**EXCERPT PROVIDED:**
....................

PubSub is a feature offered by Chat Services (see XEP-60) rather than a traditional means of building a chat service. I can see the allure, but PubSub can have drawbacks.
Some questions for you:
Are you doing this over the Web? Are users going to be connecting and long-poling or do you have a Web Sockets solution?
How many users? How many connections per user? Ratio of writes to reads?
Your idea for using SQS that way is interesting, but probably won't scale. It's not unusual to have 50k or more users on a chat server. If you're polling each SQS Queue for each user you're not going to get anywhere near that. You would be better off having a queue for each server, and the server polls only that queue. Then it's on you to figure out what server a user is on and put the message into the right queue.
I suspect you'll want to go something like:
A big RDS database on the backend.
A bunch of front-end servers handling the client connections.
Some middle tier Java / C# code tracking everything and routing messages to the right place.

....................

Entries taken from a collection:
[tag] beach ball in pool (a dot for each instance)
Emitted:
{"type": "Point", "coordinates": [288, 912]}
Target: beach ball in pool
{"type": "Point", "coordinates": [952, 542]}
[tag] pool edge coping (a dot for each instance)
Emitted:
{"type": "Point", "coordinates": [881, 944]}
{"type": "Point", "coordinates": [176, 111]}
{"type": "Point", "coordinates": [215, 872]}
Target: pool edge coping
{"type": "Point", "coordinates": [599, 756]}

....................

**WHAT YOU NEED TO DO:**
**1)** Please answer these from the excerpt on chat servers:
(a) Which XEP does it cite for PubSub?
(b) How many users is it not unusual for a chat server to have?
(c) What does it suggest placing on the backend?
**2)** Carry on the excerpt on chat servers, picking up after its last sentence.

**ANSWERS:**
**1)**
(a) XEP-60
(b) 50k or more
(c) A big RDS database

**2)**
To get an idea of the complexity of building a chat server read the XMPP RFC's:
RFC 3920
RFC 3921

SQS/ SNS might not fit your chatty requirement. we have observed some latency in SQS which might not be suitable for a chat application. Also SQS does not guarantee FIFO. i have worked with Redis on AWS. It is quite easy and stable if it is configured taking all the best practices in mind.

I've thought about building a chat server using SNS, but instead of doing one topic per user, as you describe, doing one topic for the entire chat system and having each server subscribe to the topic - where each server is running some sort of long polling or web sockets chat system. Then, when an event occurs, the data is sent in the payload of the SNS notification. The server can then use this payload to determine what clients in its queue should receive the response, leaving any unrelated clients untouched. I actually built a small prototype for this, but haven't done a ton of testing to see if it's robust enough for a large number of users.

HI realtime chat doesn't work well with SNS. It's designed for email/SMS or service 1 or a few seconds latency is acceptable. In realtime chat, 1 or a few seconds are not acceptable.
check this link
Latency (i.e. “Realtime”) for PubNub vs SNS
Amazon SNS provides no latency guarantees, and the vast majority of latencies are measured over 1 second, and often many seconds slower. Again, this is somewhat irrelevant; Amazon SNS is designed for server-to-server (or email/SMS) notifications, where a latency of many seconds is often acceptable and expected.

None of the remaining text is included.